[What is expected]
Pull out every line in the listing below that contains the string "helmet".

──────────

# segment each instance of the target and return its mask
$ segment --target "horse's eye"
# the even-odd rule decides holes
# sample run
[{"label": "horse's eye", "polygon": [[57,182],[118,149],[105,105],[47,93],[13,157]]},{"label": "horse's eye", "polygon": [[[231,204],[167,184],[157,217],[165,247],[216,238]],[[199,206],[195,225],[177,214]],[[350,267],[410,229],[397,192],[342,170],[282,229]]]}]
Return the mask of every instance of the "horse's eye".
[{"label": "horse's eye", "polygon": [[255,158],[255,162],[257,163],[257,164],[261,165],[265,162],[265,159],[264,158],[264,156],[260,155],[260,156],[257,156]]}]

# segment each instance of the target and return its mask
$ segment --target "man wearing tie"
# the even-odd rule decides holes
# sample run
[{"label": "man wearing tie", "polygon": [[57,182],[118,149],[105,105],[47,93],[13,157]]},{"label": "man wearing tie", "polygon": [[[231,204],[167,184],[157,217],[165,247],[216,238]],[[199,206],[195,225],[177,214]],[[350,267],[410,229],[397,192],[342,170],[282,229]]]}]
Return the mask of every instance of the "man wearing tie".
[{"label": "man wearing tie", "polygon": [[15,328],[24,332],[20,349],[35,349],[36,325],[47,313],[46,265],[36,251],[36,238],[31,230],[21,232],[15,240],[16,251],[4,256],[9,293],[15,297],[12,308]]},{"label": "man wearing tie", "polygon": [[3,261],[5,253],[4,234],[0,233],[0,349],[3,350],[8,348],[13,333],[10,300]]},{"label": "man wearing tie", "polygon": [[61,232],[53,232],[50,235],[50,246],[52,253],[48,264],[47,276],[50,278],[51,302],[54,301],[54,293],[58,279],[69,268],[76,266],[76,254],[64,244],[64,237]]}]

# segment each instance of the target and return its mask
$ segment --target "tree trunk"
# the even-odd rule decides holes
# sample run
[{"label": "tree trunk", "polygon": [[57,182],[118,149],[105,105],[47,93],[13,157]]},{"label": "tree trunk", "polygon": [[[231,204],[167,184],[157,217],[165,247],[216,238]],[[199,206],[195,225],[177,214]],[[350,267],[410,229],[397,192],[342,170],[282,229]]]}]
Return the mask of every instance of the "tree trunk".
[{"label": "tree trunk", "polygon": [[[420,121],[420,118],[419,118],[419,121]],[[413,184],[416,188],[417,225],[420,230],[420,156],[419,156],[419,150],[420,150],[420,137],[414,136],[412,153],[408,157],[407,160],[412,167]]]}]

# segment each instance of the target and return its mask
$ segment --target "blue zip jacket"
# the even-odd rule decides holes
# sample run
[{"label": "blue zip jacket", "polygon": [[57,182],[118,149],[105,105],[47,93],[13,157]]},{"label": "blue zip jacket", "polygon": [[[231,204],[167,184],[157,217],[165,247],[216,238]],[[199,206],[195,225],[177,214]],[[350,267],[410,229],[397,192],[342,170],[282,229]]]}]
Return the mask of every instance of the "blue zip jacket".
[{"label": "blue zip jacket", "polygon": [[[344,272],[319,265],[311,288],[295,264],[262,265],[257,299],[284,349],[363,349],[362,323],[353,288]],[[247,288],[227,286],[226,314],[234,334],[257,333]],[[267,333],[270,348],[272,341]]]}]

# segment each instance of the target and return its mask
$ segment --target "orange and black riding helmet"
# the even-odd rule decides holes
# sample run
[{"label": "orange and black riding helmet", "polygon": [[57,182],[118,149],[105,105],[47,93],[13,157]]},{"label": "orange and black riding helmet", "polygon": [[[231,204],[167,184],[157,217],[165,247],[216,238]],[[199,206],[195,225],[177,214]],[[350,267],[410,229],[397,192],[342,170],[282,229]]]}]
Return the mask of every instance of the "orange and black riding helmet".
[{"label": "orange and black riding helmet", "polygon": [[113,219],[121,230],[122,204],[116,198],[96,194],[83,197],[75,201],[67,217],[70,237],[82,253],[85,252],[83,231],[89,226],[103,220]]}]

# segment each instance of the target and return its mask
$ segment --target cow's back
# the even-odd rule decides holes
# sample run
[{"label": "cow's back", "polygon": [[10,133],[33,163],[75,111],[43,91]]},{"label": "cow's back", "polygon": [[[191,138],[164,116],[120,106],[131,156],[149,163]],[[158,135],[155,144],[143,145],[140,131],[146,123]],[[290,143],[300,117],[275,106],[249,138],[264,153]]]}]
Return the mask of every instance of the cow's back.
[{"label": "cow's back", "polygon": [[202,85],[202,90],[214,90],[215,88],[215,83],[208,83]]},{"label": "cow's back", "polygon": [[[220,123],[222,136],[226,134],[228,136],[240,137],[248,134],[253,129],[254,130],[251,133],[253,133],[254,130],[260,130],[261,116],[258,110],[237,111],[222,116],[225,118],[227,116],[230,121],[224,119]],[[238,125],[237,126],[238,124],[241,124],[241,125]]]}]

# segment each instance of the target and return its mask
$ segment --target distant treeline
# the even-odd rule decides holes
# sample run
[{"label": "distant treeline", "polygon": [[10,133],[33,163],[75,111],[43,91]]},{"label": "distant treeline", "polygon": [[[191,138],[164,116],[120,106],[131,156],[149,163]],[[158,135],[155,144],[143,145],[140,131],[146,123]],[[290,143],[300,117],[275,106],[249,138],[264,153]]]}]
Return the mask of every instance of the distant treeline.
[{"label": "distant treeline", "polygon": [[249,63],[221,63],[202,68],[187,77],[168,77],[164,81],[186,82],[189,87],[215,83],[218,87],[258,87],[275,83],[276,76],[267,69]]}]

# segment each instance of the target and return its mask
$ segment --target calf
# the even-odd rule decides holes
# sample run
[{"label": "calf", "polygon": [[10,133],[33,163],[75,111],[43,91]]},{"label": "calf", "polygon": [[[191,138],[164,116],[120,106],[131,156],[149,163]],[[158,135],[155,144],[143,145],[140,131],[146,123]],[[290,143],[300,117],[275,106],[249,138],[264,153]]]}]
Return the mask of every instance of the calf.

──────────

[Answer in full]
$ segment --target "orange and black riding helmet"
[{"label": "orange and black riding helmet", "polygon": [[57,182],[118,149],[105,105],[47,93],[13,157]]},{"label": "orange and black riding helmet", "polygon": [[[231,204],[167,184],[157,217],[165,247],[216,238]],[[199,206],[195,225],[177,214]],[[350,267],[410,229],[397,192],[342,170],[282,229]]]}]
Return the mask of every instance of the "orange and black riding helmet".
[{"label": "orange and black riding helmet", "polygon": [[113,219],[121,230],[122,204],[116,198],[96,194],[83,197],[75,201],[67,217],[70,237],[82,253],[85,252],[83,231],[89,226],[103,220]]}]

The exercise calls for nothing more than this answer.